• _DIRECTIONS FOR THIS TASK_: Begin at the line that has "Q: Pick out each instance of the blurred" and continue through the end of the records, giving each of those lines as an item in a numbered list and skipping any blank lines.

####

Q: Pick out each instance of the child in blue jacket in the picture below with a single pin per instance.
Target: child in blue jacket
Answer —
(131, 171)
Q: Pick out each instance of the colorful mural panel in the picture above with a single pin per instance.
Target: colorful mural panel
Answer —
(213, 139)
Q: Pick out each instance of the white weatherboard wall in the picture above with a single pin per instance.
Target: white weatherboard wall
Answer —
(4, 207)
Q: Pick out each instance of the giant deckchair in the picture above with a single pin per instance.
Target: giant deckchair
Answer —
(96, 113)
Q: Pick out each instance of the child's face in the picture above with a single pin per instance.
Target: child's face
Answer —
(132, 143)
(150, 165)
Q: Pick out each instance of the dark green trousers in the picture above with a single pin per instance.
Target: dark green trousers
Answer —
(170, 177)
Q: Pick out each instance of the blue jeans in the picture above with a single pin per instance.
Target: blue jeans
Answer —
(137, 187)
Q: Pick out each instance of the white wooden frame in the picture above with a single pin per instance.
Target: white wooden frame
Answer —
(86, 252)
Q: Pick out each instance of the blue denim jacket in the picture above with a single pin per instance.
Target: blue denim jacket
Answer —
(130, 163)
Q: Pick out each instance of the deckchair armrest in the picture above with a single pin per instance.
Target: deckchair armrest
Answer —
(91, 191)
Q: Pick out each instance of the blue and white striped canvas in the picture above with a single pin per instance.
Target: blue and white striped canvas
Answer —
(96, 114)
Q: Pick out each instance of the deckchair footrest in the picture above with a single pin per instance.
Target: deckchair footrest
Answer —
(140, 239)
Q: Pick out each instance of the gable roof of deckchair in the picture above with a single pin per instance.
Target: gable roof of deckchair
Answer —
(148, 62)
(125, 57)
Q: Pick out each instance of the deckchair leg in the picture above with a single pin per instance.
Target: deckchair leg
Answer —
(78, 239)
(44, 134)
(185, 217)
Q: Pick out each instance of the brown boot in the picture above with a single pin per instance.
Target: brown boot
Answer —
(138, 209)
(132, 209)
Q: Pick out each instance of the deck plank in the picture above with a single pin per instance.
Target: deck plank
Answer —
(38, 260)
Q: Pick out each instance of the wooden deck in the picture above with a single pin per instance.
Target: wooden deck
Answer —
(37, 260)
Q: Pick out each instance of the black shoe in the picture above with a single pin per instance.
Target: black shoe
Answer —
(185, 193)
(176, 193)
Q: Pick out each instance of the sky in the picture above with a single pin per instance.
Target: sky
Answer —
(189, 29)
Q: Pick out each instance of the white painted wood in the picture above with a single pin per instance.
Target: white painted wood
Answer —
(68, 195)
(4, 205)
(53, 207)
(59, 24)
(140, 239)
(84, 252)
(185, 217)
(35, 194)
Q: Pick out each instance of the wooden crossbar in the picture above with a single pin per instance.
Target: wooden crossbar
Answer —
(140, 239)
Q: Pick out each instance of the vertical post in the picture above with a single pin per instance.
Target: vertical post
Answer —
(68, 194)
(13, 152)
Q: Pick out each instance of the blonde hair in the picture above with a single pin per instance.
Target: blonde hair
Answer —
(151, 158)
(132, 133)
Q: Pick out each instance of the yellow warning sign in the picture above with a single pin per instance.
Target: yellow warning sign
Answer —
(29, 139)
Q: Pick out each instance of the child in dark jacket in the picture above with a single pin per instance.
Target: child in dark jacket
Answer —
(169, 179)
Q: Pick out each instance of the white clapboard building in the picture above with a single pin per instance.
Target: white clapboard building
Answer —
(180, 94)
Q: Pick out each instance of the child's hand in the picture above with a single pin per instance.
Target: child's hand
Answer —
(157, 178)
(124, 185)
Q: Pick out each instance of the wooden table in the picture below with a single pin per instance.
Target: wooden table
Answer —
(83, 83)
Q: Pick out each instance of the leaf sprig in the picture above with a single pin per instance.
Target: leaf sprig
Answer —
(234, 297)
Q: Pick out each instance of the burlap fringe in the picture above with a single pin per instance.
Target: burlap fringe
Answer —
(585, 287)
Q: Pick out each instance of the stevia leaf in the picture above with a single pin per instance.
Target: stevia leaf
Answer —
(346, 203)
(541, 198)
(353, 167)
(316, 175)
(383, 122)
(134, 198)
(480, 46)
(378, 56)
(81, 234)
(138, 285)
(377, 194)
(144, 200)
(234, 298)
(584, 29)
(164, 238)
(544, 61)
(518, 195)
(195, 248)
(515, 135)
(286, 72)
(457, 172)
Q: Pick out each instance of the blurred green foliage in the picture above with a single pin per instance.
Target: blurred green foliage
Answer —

####

• _RESPONSE_:
1. Q: Pick out each instance of the blurred green foliage in the picture above with a single pin per instance.
2. Target: blurred green foliage
3. Answer —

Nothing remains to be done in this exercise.